Listed entries:
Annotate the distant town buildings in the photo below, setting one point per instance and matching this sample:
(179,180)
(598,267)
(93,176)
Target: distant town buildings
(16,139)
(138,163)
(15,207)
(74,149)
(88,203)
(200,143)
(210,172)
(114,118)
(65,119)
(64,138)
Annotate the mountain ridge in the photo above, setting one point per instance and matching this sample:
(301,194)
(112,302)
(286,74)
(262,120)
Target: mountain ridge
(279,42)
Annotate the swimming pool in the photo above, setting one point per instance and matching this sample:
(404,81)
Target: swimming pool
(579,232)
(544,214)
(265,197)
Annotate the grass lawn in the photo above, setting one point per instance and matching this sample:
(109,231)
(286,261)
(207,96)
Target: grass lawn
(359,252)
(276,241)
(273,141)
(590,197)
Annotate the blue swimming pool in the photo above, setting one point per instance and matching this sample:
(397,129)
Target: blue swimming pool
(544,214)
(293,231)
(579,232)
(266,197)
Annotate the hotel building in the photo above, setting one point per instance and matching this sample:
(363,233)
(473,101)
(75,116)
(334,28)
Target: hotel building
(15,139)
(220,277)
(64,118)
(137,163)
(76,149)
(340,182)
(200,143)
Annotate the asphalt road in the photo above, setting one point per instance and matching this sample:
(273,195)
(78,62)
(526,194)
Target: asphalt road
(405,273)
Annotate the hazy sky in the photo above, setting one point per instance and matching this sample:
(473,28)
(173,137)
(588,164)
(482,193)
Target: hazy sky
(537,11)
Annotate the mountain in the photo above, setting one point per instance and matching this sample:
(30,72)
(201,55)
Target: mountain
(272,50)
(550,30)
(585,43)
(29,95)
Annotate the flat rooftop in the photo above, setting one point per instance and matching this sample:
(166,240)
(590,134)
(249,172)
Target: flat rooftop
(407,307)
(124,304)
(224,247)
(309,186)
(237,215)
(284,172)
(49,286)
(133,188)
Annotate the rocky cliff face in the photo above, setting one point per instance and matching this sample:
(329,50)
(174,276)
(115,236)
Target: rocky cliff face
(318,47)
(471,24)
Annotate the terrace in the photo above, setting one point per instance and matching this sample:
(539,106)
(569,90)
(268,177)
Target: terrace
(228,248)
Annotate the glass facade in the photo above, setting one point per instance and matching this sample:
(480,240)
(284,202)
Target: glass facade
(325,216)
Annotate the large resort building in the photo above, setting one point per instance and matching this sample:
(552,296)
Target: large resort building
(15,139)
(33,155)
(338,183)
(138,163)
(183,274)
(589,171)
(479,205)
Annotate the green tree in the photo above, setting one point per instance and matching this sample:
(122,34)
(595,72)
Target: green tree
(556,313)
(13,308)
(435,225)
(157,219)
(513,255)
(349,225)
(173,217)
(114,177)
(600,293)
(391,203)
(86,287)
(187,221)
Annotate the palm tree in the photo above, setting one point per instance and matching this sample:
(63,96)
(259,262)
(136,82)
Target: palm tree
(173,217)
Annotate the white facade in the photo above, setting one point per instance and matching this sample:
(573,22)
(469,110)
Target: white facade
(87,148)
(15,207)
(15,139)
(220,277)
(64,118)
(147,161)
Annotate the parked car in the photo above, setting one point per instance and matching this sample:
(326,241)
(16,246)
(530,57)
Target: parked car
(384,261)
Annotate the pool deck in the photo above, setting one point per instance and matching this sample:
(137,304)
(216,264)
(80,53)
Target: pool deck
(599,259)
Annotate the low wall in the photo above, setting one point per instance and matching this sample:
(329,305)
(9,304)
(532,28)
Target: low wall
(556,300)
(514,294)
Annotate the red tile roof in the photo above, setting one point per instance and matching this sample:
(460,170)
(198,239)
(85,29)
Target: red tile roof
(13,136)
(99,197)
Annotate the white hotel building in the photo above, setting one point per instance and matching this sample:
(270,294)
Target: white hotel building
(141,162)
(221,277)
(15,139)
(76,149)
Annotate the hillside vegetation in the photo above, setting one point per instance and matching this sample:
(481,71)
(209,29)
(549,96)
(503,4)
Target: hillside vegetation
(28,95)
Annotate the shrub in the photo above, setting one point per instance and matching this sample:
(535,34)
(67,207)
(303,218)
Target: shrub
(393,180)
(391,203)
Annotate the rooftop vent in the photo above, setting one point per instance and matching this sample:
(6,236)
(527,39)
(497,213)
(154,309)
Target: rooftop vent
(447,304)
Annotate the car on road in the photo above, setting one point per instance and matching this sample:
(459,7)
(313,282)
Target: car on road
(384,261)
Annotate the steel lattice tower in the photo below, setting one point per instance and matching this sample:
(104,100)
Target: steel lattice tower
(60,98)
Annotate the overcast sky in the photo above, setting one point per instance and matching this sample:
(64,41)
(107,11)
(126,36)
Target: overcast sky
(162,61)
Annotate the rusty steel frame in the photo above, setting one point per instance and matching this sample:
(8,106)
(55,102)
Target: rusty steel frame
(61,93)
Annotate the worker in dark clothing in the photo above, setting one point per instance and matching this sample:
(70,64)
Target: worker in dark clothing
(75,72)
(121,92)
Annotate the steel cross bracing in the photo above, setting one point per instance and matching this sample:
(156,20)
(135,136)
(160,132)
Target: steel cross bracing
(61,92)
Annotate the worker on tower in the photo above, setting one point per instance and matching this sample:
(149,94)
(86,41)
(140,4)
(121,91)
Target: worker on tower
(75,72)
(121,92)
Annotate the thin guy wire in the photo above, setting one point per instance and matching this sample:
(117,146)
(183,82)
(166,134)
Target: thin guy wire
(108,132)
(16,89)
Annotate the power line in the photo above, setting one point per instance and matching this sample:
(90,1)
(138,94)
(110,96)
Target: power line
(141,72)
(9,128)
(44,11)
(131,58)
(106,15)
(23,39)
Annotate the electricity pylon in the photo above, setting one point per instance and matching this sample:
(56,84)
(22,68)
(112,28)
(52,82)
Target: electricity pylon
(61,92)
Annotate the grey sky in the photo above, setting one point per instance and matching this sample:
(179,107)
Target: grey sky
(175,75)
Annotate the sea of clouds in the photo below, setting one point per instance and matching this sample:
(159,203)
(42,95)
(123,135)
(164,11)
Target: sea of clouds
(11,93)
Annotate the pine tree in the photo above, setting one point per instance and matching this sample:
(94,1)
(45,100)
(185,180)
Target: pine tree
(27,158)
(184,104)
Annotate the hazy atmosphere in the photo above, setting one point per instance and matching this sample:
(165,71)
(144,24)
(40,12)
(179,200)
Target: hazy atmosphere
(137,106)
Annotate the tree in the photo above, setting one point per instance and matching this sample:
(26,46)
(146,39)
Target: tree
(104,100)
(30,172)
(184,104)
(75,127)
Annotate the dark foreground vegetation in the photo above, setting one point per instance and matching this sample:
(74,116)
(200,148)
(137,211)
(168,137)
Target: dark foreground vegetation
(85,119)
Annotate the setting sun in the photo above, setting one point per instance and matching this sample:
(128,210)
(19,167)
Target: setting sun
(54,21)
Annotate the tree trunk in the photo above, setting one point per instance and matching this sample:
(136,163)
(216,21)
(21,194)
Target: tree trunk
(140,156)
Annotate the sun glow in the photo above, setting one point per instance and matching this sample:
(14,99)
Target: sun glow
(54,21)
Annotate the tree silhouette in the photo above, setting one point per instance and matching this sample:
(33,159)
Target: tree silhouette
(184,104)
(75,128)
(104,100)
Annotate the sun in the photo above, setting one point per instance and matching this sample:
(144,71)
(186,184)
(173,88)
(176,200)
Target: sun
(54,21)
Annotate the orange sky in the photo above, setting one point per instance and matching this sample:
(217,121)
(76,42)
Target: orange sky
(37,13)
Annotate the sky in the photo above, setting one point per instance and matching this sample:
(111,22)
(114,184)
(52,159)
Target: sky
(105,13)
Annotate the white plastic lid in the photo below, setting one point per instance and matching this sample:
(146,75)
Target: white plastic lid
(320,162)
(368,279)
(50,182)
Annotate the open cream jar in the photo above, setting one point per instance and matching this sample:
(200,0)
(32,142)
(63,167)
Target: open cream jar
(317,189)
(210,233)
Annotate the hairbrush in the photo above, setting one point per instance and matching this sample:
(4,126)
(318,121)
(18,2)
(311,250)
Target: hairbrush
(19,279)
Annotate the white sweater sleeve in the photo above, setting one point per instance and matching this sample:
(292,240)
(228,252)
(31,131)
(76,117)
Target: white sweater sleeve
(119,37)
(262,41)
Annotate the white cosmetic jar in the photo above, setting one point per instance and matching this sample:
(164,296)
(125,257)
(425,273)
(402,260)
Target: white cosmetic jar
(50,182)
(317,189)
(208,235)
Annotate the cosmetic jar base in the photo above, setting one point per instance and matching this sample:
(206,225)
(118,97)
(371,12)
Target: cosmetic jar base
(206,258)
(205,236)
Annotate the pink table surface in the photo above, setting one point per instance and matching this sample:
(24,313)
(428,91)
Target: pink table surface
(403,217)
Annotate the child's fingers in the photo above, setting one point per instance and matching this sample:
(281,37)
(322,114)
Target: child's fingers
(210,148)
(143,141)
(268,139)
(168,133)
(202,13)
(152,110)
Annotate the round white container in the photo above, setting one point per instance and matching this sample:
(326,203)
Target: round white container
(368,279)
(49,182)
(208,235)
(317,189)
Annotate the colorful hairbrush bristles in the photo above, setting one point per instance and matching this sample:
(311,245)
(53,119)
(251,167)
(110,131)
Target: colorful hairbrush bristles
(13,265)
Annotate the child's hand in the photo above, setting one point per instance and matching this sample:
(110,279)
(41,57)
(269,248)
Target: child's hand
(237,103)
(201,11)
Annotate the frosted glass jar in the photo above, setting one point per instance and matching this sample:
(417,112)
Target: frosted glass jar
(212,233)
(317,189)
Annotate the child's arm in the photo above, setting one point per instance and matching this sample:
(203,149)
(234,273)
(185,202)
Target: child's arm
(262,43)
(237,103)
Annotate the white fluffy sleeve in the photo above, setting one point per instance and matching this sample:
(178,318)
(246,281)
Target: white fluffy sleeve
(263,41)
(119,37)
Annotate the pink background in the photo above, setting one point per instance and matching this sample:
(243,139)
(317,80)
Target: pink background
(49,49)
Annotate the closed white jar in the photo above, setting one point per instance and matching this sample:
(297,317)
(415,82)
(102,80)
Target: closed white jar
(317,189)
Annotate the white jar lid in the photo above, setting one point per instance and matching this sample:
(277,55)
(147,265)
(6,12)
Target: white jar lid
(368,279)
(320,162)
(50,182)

Aim of the exercise: In the entries above, find the line containing "Annotate the white fluffy". Set down that line and every line after it through the last one, exactly and alone.

Result of the exercise:
Annotate the white fluffy sleeve in the photo above, setting one point per instance and matching this sample:
(178,318)
(246,281)
Target: white fluffy sleeve
(263,41)
(119,37)
Annotate the pink background in the photo above, setting one point per instance and matching this sample:
(243,139)
(317,80)
Target: pink background
(49,49)
Annotate the closed white jar in the photo above, setting one point per instance and matching this sample:
(297,317)
(415,82)
(102,80)
Target: closed white jar
(317,189)
Annotate the white jar lid in the photo above, setting one point per instance and matching this sample:
(277,55)
(147,265)
(6,12)
Target: white jar lid
(368,279)
(320,162)
(50,182)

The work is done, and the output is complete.